From: Oscar Bastidas (bastidasoh_at_mymail.vcu.edu)
Date: Tue Nov 08 2016 - 15:33:00 CST
Thank you Brian, I'll take a look at these papers.
Oscar Bastidas, Graduate Student
Department of Chemical and Life Science Engineering
Virginia Commonwealth University
On Tue, Nov 8, 2016 at 10:18 AM, Brian Radak <bradak_at_anl.gov> wrote:
> I'm probably fairly off-topic at this point in the thread, but there have
> been quite a few recent papers regarding timesteps and integrators that I
> think might be of interest and also deserve wider attention:
>
> Long-Time-Step Molecular Dynamics through Hydrogen Mass Repartitioning
> <http://pubs.acs.org/doi/abs/10.1021/ct5010406>
>
> Using Nonequilibrium Fluctuation Theorems to Understand and Correct Errors
> in Equilibrium and Nonequilibrium Simulations of Discrete Langevin Dynamics
> <http://journals.aps.org/prx/abstract/10.1103/PhysRevX.3.011007>
>
> Efficient molecular dynamics using geodesic integration and solvent–solute
> splitting
> <http://rspa.royalsocietypublishing.org/content/472/2189/20160138>
> These are fairly well-defined advancements that would greatly benefit NAMD.

■ RECORD EXCERPTS ■
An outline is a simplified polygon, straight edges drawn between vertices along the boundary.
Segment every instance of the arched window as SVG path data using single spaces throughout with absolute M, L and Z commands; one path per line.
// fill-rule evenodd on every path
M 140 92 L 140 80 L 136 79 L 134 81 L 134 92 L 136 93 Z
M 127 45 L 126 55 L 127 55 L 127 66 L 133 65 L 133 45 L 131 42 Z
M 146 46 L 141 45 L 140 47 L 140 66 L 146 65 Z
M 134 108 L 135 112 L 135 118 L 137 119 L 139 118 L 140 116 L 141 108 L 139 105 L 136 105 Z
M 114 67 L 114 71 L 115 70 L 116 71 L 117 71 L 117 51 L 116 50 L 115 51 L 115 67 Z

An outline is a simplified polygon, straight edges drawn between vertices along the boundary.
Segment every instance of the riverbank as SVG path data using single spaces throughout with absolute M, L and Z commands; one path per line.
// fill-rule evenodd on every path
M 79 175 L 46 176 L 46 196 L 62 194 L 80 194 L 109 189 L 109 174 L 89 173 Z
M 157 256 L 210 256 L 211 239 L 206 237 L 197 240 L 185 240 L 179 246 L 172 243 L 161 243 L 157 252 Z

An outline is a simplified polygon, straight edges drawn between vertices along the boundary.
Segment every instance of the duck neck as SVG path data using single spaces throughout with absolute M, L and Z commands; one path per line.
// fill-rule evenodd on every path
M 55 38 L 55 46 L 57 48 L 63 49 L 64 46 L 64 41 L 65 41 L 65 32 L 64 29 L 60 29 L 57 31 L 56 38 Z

■ SHORT TASK 1 ■
Decide whether each statement agrees with the email. For each one, answer yes or no and quote the words from the email that settle it.
(a) Brian Radak says his remarks are probably off-topic for the thread.
(b) Oscar Bastidas signs the email as a faculty member.
(c) Brian Radak wrote his message in the afternoon.
■ SHORT TASK 2 ■
List the titles of all the papers Brian Radak recommends in the email.

■ WRITTEN RESPONSE 1 ■
(a) Yes: "I'm probably fairly off-topic at this point in the thread"
(b) No: "Oscar Bastidas, Graduate Student"
(c) No: "On Tue, Nov 8, 2016 at 10:18 AM, Brian Radak"

■ WRITTEN RESPONSE 2 ■
- Long-Time-Step Molecular Dynamics through Hydrogen Mass Repartitioning
- Using Nonequilibrium Fluctuation Theorems to Understand and Correct Errors in Equilibrium and Nonequilibrium Simulations of Discrete Langevin Dynamics
- Efficient molecular dynamics using geodesic integration and solvent–solute splitting